### TASK DIRECTIONS
Update every item below, changing "a single point" to "one representative point" and keeping everything else the same. Omit the pictures from your output.

### Collected data
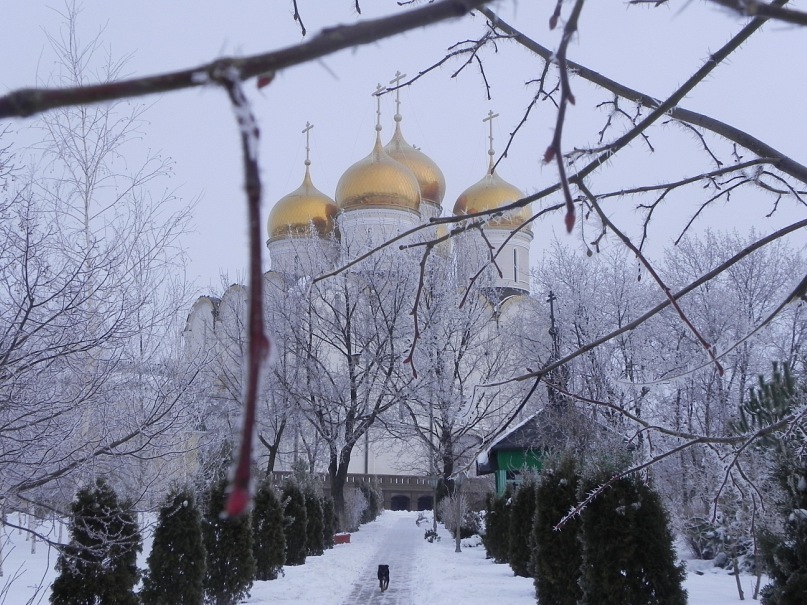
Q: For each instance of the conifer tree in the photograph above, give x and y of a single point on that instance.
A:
(628, 554)
(177, 562)
(328, 522)
(497, 527)
(295, 525)
(315, 540)
(268, 540)
(785, 555)
(558, 555)
(521, 522)
(99, 565)
(228, 542)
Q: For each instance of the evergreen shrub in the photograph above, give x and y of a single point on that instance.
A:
(558, 553)
(522, 520)
(268, 539)
(177, 562)
(228, 542)
(497, 527)
(296, 523)
(628, 553)
(99, 564)
(315, 539)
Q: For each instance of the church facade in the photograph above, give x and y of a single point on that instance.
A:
(395, 191)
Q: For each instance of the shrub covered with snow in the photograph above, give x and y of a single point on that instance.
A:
(228, 542)
(628, 553)
(296, 524)
(177, 562)
(497, 527)
(558, 553)
(99, 565)
(521, 523)
(268, 539)
(315, 539)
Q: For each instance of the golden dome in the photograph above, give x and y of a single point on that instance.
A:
(378, 181)
(294, 214)
(428, 174)
(490, 193)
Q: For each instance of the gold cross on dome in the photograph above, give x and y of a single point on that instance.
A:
(489, 120)
(379, 90)
(397, 81)
(306, 130)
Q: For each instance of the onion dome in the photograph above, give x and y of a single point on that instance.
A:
(493, 192)
(378, 181)
(294, 214)
(428, 174)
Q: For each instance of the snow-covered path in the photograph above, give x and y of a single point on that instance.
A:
(421, 573)
(398, 550)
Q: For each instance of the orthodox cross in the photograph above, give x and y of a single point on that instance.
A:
(489, 120)
(379, 90)
(306, 130)
(553, 331)
(397, 81)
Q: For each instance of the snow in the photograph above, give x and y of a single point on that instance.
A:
(439, 576)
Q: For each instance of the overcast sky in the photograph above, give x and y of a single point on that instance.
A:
(762, 89)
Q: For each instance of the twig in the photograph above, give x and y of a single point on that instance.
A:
(664, 288)
(238, 499)
(27, 102)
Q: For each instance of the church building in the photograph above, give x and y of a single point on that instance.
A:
(394, 190)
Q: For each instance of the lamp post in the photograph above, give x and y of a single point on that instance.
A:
(433, 481)
(458, 481)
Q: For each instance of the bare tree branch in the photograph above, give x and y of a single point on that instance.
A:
(27, 102)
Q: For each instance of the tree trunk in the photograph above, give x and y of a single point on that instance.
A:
(337, 470)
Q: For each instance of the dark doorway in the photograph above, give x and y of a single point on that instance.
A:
(400, 503)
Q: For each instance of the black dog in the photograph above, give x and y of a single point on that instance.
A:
(383, 577)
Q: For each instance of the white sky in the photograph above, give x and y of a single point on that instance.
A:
(761, 89)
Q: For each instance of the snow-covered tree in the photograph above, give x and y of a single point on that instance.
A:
(557, 554)
(628, 552)
(268, 538)
(90, 376)
(228, 543)
(348, 337)
(296, 523)
(99, 564)
(520, 543)
(466, 338)
(177, 561)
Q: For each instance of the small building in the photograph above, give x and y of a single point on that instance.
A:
(524, 448)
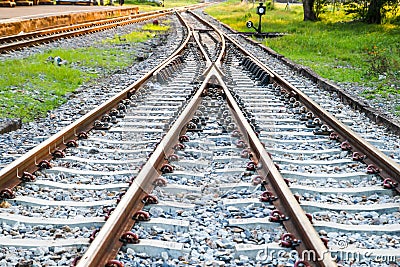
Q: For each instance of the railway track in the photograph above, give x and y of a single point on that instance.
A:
(180, 172)
(18, 41)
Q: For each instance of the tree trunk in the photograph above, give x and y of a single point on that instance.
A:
(374, 14)
(308, 10)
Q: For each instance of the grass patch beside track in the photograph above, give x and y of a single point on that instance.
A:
(336, 47)
(32, 86)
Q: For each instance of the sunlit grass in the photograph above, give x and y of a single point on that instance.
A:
(30, 87)
(335, 47)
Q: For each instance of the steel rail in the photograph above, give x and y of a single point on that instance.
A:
(221, 56)
(298, 224)
(388, 167)
(105, 245)
(120, 220)
(81, 29)
(10, 175)
(237, 45)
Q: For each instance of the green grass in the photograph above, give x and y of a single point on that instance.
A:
(336, 47)
(30, 87)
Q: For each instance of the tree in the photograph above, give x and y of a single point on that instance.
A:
(308, 8)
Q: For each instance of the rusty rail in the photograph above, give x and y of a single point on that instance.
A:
(31, 38)
(9, 175)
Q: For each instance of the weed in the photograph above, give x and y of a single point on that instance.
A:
(32, 86)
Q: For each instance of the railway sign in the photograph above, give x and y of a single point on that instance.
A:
(260, 11)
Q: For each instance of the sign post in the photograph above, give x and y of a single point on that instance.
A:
(260, 11)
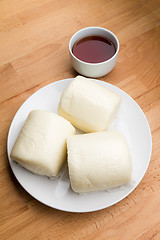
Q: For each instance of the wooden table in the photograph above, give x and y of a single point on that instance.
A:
(34, 36)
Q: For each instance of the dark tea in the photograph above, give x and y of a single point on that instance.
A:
(94, 49)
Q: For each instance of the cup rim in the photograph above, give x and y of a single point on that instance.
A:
(100, 63)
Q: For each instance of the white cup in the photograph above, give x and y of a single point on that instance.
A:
(93, 69)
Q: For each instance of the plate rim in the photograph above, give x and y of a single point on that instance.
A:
(92, 209)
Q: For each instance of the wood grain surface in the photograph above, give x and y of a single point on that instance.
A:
(34, 37)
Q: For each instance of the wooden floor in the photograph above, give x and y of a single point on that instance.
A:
(34, 36)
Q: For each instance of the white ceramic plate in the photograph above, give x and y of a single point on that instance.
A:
(57, 193)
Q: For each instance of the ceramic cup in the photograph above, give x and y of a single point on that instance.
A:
(93, 69)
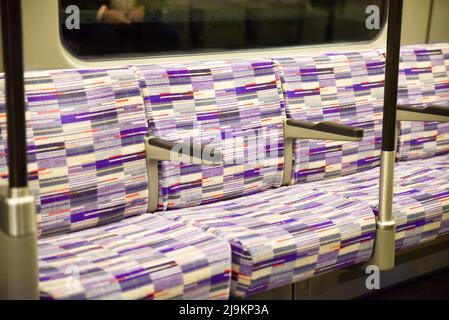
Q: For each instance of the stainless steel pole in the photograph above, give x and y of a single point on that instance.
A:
(384, 248)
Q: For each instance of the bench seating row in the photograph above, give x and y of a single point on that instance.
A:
(229, 229)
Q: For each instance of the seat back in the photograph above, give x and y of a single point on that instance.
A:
(234, 106)
(346, 88)
(423, 81)
(86, 159)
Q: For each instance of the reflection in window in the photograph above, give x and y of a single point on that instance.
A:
(139, 27)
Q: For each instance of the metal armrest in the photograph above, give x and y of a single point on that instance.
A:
(295, 129)
(431, 113)
(162, 150)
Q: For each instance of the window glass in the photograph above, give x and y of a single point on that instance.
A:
(93, 28)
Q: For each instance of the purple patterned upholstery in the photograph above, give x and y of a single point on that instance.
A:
(86, 155)
(144, 257)
(235, 106)
(421, 197)
(341, 87)
(285, 235)
(424, 80)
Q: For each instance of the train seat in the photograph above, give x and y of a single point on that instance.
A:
(144, 257)
(348, 88)
(423, 81)
(277, 235)
(87, 170)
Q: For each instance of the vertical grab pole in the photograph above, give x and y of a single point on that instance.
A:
(18, 240)
(384, 247)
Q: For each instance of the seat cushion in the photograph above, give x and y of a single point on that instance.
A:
(423, 81)
(86, 153)
(144, 257)
(346, 88)
(421, 197)
(236, 107)
(285, 235)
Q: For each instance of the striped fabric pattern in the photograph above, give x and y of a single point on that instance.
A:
(421, 198)
(234, 106)
(423, 81)
(144, 257)
(342, 87)
(285, 235)
(86, 154)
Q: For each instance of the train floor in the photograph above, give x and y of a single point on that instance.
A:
(431, 287)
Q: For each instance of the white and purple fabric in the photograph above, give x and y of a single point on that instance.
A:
(285, 235)
(234, 106)
(144, 257)
(342, 87)
(86, 156)
(421, 198)
(423, 81)
(87, 168)
(324, 87)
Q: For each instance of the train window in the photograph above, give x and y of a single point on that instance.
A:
(92, 28)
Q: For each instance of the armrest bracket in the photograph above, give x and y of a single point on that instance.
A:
(162, 150)
(294, 129)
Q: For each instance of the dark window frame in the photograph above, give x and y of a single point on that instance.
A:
(205, 51)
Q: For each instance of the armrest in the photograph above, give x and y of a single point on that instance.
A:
(431, 113)
(162, 150)
(295, 129)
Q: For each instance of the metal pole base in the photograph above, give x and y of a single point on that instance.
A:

### PROBLEM SOLUTION
Q: For each instance of the conifer tree in the photograph above, give x and y of one representative point on that instance.
A:
(628, 554)
(177, 562)
(328, 522)
(497, 527)
(295, 525)
(315, 540)
(268, 540)
(785, 555)
(558, 555)
(521, 522)
(99, 565)
(228, 542)
Q: For each instance of the evergreen shrub in the photograph above, give x and y of one representative point on that instance.
A:
(558, 553)
(522, 520)
(268, 539)
(177, 562)
(228, 542)
(497, 527)
(296, 523)
(628, 553)
(99, 564)
(315, 539)
Q: For each instance of the church facade in the photograph above, give x and y of one representative point on that instance.
A:
(395, 191)
Q: For each instance of the shrub covered with snow in the photograph above, give x and y of one representative point on that instance.
A:
(228, 542)
(628, 553)
(296, 524)
(177, 562)
(497, 527)
(558, 553)
(99, 565)
(521, 523)
(268, 539)
(315, 539)
Q: For each instance of the golden dome in the photograph above, give x and y of one representative point on that instance.
A:
(378, 181)
(294, 214)
(428, 174)
(490, 193)
Q: For each instance of the gold cross on dome in the photograph above, give x and y of one representative point on that instance.
A:
(489, 120)
(379, 90)
(397, 81)
(306, 130)
Q: For each instance of the onion dome in the photograph above, give x and y of one representative point on that instance.
A:
(493, 192)
(378, 181)
(294, 214)
(428, 174)
Q: For each instance of the snow-covered path in the photograph above, give x and y of one representative point on that instance.
A:
(421, 573)
(398, 550)
Q: For each instance of the orthodox cross in the photograph above, give x and y of one representative point on that instance.
A:
(489, 120)
(379, 90)
(306, 130)
(553, 331)
(397, 81)
Q: For each instance of the snow in the photograph above, give x and y of one representative point on that instance.
A:
(439, 576)
Q: For each instance of the overcast sky in the photograph above, give x and y of one representative point on that instance.
A:
(762, 89)
Q: For each instance of the twig in the photograph above, give x and y of one representative point on that instance.
A:
(664, 288)
(238, 499)
(27, 102)
Q: For each instance of the church building in the photograph above, give x and y of one representative point on that instance.
A:
(394, 190)
Q: For each instance of the lamp post in the photograph above, give x and y of one representative point on that instance.
A:
(433, 481)
(458, 481)
Q: For each instance of the bare tree branch in the photograph above, give x and y of one representative point on that instance.
A:
(27, 102)
Q: For each instance of the tree trunk in the photograph above, give x and y of one representative point on that instance.
A:
(337, 470)
Q: For each instance of the dark doorway in the photograph above, give x and y of one representative point on that instance.
A:
(400, 503)
Q: For each instance of the black dog in the photograph above, give x and y of one representative point on that instance.
A:
(383, 577)
Q: For each instance of the white sky in the photograph above, give x and y of one representative point on that instance.
A:
(761, 89)
Q: For each instance of the snow-covered tree in the photograph above, give x and y of one representative point on that instance.
A:
(557, 554)
(628, 552)
(268, 538)
(90, 376)
(228, 543)
(348, 337)
(296, 523)
(99, 564)
(520, 543)
(466, 338)
(177, 561)
Q: For each instance of the small building in the photograph above, give x and y of one representative point on that instance.
A:
(524, 448)
Q: For each instance of the railway track in the photograph above, give x and y of one representative point on that instance.
A:
(180, 172)
(18, 41)
Q: For each instance of the tree trunk in the photograph above, give x and y of one representative point on that instance.
A:
(374, 14)
(308, 10)
Q: For each instance of the grass patch beside track in the photograph above, give x and y of one representative point on that instance.
A:
(336, 47)
(32, 86)
Q: For each instance of the sunlit grass in the photograph above, give x and y of one representative point on that instance.
A:
(30, 87)
(335, 47)
Q: For each instance of the steel rail in the photograph above, give x and y of one representative point on that instance.
A:
(221, 56)
(298, 224)
(388, 167)
(105, 245)
(120, 220)
(81, 29)
(10, 175)
(237, 45)
Q: For each instance of the green grass in the photograph above, give x and y of one representative point on that instance.
A:
(336, 47)
(30, 87)
Q: For each instance of the tree in the photograph above, give x and y of one representative point on that instance.
A:
(308, 8)
Q: For each instance of the rusty rail in the photograph above, give x and y of one representative point on that instance.
A:
(31, 38)
(9, 175)
Q: For each instance of the weed in the photograph above, give x and y of one representative point on that instance.
A:
(32, 86)
Q: For each instance of the railway sign in the photograph above, give x and y of one representative point on that instance.
A:
(260, 11)
Q: For each instance of the sign post in the photograph above, give x and y of one representative point on that instance.
A:
(260, 11)
Q: For each instance of the wooden table in the photograph above, give x and y of one representative point on that instance.
A:
(34, 36)
Q: For each instance of the dark tea in the photograph above, give x and y of one representative point on that instance.
A:
(94, 49)
Q: For each instance of the cup rim in the photograph above, give x and y of one representative point on that instance.
A:
(100, 63)
Q: For each instance of the white cup in the photograph above, give x and y of one representative point on that instance.
A:
(93, 69)
Q: For each instance of the plate rim in the photograph above, give x and y of one representative point on that instance.
A:
(92, 209)
Q: For each instance of the wood grain surface in the photograph above, give x and y of one representative point on that instance.
A:
(34, 37)
Q: For each instance of the wooden floor in the photograph above, give x and y of one representative point on that instance.
A:
(34, 36)
Q: For each instance of the white ceramic plate in the photograph above, give x and y of one representative point on that instance.
A:
(57, 193)
Q: For each instance of the ceramic cup in the photograph above, give x and y of one representative point on that instance.
A:
(93, 69)
Q: For each instance of the stainless steel pole in the photograph above, give x and y of one representative point on that instance.
A:
(384, 248)
Q: For each instance of the bench seating row in the photograph above, give x and y of one representative point on that instance.
A:
(229, 229)
Q: For each instance of the seat back in the photograph above, give x and y of one representative point on that instance.
A:
(234, 106)
(346, 88)
(423, 81)
(86, 159)
Q: For each instance of the reflection in window in the photograph above, give x and y of one representative point on that instance.
A:
(139, 27)
Q: For each instance of the metal armrest in the photograph above, give x and y of one representative point on that instance.
A:
(295, 129)
(431, 113)
(162, 150)
Q: For each instance of the window glass in the photograph above, give x and y of one representative point on that instance.
A:
(93, 28)
Q: For each instance of the purple patterned upholstery in the photograph above, give x and y of one representative point on that instance.
A:
(86, 155)
(144, 257)
(235, 106)
(421, 197)
(341, 87)
(285, 235)
(424, 80)
Q: For each instance of the train seat in the photograph above, give x and y of one representative point on that instance.
A:
(144, 257)
(348, 88)
(423, 81)
(277, 235)
(87, 170)
Q: For each instance of the vertical grab pole in the photograph above, give x and y of one representative point on that instance.
A:
(18, 240)
(384, 247)
Q: For each instance of the seat cushion in the photograph above, give x and y of one representative point on that instance.
A:
(423, 81)
(86, 153)
(144, 257)
(346, 88)
(421, 197)
(236, 107)
(285, 235)
Q: For each instance of the striped fabric pattern in the photograph above, give x and y of one representative point on that instance.
A:
(421, 198)
(234, 106)
(423, 81)
(144, 257)
(342, 87)
(285, 235)
(86, 154)
Q: For each instance of the train floor in the photograph above, give x and y of one representative point on that instance.
A:
(431, 287)
Q: For each instance of the white and purple fabric in the photograph above, give x and y of one representative point on that instance.
A:
(285, 235)
(234, 106)
(144, 257)
(342, 87)
(86, 156)
(421, 198)
(423, 81)
(87, 168)
(324, 87)
Q: For each instance of the train window in the photograph above, give x and y of one representative point on that instance.
A:
(92, 28)
Q: For each instance of the armrest bracket in the photograph above, give x and y of one representative point on that instance.
A:
(162, 150)
(294, 129)
Q: For each instance of the dark window frame in the photograph above, give x and y of one representative point on that instance.
A:
(205, 51)
Q: For each instance of the armrest in the photograph above, give x and y of one representative point on that instance.
A:
(431, 113)
(162, 150)
(295, 129)
Q: For each instance of the metal pole base in the photograph above, give x and y of one representative point on that instance.
A:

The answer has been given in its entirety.